In terms of different types of rooting substrates, significant effects were observed in rooting percentages and most of the rooting parameters tested in the study (

Table 7. Vegetative growth traits of Moringa oleifera branch cuttings in different types of growth substrates after 3 months under nursery conditions.

Rooting Substrates	Rooting Percentage (%)	Shoot Number	Shoot Length (cm)	Shoot Dry Weight (g)	Root Dry Weight (g)
M1	76.67 ± 3.33 a	10.93 ± 1.03 a	50.77 ± 4.92 a	37.86 ± 4.48 a	3.02 ± 0.55 a
M2	66.67 ± 3.33 ab	5.44 ± 0.52 b	45.56 ± 6.33 bc	25.30 ± 3.48 ab	1.54 ± 0.28 ab
M3	53.33 ± 3.33 b	6.00 ± 0.95 b	60.02 ± 9.71 a	30.21 ± 3.72 a	1.46 ± 0.32 ab
M4	53.33 ± 3.33 b	6.40 ± 0.74 b	20.78 ± 3.06 b	11.61 ± 1.94 b	2.33 ± 0.35 a
M5	56.67 ± 8.82 b	5.43 ± 1.05 b	21.04 ± 6.53 b	12.89 ± 3.32 b	0.65 ± 0.26 b

The mean followed by the same letters is not significantly different at p ≤ 0.05; ± indicates the standard error of the mean.

* EXTRACTED DATA *

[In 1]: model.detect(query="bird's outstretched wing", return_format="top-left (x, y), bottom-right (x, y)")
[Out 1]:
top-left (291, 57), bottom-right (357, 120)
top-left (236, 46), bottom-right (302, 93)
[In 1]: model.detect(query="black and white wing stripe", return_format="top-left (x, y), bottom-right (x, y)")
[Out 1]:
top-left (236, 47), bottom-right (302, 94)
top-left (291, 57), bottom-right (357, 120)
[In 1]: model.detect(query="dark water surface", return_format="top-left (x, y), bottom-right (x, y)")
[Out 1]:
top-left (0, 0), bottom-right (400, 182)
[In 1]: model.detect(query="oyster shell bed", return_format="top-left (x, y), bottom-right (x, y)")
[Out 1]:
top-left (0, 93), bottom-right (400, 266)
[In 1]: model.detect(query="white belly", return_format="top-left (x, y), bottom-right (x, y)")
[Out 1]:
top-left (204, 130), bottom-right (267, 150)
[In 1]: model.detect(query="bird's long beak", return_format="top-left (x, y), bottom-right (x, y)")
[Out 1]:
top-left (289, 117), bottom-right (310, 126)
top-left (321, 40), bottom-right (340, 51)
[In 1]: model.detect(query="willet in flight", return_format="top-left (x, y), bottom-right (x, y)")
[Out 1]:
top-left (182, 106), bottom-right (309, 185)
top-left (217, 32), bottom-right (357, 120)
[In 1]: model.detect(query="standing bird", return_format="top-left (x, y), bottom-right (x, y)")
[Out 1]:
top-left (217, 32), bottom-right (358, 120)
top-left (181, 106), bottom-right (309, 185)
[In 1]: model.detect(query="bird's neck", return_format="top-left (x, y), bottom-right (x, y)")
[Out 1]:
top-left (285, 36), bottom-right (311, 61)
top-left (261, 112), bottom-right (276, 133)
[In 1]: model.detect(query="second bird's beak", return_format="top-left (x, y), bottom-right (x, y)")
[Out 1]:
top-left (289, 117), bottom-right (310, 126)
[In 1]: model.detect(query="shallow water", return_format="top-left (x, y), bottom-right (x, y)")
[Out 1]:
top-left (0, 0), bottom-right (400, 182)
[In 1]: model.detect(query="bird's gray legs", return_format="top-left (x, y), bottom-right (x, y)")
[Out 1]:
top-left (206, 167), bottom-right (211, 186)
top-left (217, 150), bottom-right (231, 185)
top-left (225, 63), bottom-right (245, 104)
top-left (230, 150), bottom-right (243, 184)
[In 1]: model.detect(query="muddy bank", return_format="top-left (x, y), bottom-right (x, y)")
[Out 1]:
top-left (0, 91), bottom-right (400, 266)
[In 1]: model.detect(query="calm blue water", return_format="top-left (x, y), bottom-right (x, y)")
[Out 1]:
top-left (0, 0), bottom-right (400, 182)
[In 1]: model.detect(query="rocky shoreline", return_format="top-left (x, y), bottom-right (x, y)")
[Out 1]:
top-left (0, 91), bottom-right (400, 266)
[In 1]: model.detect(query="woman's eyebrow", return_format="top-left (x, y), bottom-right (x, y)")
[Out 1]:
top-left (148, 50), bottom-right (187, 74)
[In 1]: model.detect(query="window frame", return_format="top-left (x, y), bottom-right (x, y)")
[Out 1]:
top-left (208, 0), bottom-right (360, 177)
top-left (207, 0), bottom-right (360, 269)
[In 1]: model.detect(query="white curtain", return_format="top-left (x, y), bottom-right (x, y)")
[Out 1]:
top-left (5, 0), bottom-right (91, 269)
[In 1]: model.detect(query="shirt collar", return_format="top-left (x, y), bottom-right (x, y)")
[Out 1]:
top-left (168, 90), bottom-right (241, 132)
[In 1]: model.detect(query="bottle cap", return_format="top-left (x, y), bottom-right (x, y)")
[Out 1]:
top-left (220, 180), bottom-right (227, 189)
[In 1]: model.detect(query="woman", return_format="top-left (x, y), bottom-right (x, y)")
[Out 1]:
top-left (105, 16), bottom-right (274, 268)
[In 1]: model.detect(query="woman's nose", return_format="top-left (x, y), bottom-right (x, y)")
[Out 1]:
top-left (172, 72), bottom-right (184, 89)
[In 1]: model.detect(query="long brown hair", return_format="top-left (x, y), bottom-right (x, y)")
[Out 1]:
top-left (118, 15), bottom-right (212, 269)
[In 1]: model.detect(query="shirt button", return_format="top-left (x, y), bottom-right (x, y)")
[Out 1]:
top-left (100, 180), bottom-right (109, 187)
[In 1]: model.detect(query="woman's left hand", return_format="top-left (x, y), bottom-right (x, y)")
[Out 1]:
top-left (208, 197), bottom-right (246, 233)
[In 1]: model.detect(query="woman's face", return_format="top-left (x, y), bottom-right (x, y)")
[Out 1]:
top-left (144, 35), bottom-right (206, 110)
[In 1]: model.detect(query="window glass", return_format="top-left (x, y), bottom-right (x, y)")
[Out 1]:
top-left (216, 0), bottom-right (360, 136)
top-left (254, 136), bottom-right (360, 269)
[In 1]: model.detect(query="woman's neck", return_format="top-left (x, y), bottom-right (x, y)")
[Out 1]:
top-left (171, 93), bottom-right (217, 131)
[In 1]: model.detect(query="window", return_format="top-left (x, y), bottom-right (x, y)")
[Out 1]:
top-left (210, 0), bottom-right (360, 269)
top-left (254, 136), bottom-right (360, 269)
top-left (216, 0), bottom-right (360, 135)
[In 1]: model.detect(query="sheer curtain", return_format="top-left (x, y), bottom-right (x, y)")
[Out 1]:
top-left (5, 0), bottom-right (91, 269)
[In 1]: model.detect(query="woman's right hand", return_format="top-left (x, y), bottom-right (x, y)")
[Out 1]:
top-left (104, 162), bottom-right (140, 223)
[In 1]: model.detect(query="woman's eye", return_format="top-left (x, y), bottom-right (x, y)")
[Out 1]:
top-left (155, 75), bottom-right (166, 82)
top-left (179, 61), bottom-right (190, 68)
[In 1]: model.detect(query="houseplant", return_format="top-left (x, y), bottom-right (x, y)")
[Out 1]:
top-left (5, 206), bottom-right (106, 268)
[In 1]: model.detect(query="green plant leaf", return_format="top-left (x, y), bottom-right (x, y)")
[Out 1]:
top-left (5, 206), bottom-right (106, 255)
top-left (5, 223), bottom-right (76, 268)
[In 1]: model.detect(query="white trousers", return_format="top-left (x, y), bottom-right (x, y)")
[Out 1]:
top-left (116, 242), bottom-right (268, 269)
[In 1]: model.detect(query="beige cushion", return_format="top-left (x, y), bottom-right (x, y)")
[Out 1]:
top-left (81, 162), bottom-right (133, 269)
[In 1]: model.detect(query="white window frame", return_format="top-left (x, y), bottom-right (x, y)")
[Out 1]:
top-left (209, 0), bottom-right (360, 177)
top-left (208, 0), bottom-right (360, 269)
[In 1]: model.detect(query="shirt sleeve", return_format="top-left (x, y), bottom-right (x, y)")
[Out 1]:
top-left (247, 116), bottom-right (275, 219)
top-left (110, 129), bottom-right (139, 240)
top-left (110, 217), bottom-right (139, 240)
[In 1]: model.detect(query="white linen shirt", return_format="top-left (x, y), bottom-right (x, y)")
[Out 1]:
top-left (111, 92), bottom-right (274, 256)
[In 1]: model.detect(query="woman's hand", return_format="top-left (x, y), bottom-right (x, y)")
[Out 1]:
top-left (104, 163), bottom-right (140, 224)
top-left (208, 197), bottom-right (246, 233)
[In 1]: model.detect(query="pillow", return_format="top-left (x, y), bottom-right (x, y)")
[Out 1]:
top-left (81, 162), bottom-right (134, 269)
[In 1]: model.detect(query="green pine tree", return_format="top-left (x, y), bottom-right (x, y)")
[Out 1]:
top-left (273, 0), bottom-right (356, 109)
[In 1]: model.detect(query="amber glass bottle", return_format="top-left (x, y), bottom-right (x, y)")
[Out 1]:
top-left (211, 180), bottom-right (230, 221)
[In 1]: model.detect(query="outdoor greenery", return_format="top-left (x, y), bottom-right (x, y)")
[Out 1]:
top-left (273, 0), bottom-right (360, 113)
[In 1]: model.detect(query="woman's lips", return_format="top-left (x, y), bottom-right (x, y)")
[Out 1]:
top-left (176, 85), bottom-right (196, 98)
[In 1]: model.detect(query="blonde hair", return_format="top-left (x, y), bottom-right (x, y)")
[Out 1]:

* ACTIVITIES *
A) Edit the stretch of the Moringa cuttings table from "In terms of" through "under nursery conditions.", replacing "branch cuttings" with "stem cuttings".
B) Answer these questions from the Moringa cuttings table.
(i) What rooting percentage is given for substrate M1?
(ii) How long were the cuttings kept under nursery conditions before the traits were recorded?
(iii) What does ± indicate?
The data is not needed for any of this work.

* SOLUTIONS TO THE PROBLEMS *
A)
In terms of different types of rooting substrates, significant effects were observed in rooting percentages and most of the rooting parameters tested in the study (

Table 7. Vegetative growth traits of Moringa oleifera stem cuttings in different types of growth substrates after 3 months under nursery conditions.

B)
(i) 76.67 ± 3.33%
(ii) 3 months
(iii) The standard error of the mean